> _Exercise goal_
Please copy out every one of the records below word for word, changing nothing.

> _Listed entries_

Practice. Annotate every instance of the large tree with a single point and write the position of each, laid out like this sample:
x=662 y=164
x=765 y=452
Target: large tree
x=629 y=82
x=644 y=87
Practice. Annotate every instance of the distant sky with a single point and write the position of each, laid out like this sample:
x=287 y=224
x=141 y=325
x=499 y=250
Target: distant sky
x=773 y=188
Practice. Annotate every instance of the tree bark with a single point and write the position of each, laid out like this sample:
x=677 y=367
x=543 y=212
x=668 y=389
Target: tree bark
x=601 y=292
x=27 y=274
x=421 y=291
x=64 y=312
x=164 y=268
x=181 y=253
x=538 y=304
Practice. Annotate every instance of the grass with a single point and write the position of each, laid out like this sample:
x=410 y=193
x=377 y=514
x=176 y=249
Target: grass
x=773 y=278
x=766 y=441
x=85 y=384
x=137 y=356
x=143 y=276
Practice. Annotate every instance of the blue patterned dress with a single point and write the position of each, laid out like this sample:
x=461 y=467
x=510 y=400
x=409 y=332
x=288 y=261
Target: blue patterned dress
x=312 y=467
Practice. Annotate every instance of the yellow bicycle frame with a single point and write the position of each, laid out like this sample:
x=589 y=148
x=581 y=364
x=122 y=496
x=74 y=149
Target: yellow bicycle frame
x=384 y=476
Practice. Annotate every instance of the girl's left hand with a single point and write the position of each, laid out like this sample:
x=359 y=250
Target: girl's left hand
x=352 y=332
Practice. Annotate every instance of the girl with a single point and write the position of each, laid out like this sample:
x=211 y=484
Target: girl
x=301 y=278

> _Answer to the task_
Practice. Annotate every instance of the large tree with a single point and write the position of each, laid out like this sample:
x=662 y=164
x=765 y=452
Target: large tree
x=629 y=82
x=644 y=87
Practice. Annotate every instance of the distant sky with a single point and write the position of each, laid out like this sample:
x=287 y=224
x=141 y=325
x=499 y=250
Target: distant sky
x=773 y=188
Practice. Annotate every instance of the tree bark with a single point and write the position of each, laid out like this sample:
x=677 y=367
x=543 y=212
x=668 y=389
Target: tree bark
x=601 y=292
x=27 y=274
x=421 y=291
x=64 y=312
x=164 y=268
x=181 y=253
x=538 y=304
Practice. Annotate every instance of the grass with a single point and write the position of each, laid out like this sample:
x=410 y=193
x=377 y=514
x=176 y=249
Target: grass
x=773 y=278
x=766 y=441
x=85 y=384
x=137 y=356
x=143 y=276
Practice. Annotate every instance of the blue patterned dress with a single point and write the position of each, laid out like this sample:
x=461 y=467
x=510 y=400
x=409 y=332
x=288 y=261
Target: blue patterned dress
x=312 y=467
Practice. Annotate every instance of the yellow bicycle frame with a single point and write the position of each, laid out like this sample:
x=589 y=148
x=581 y=364
x=122 y=496
x=74 y=149
Target: yellow bicycle frame
x=384 y=476
Practice. Annotate every instance of the girl's left hand with a single point and write the position of each, laid out like this sample:
x=359 y=250
Target: girl's left hand
x=352 y=332
Practice. Annotate every instance of the girl with a single point and write the position of each, laid out like this sample:
x=211 y=484
Target: girl
x=301 y=278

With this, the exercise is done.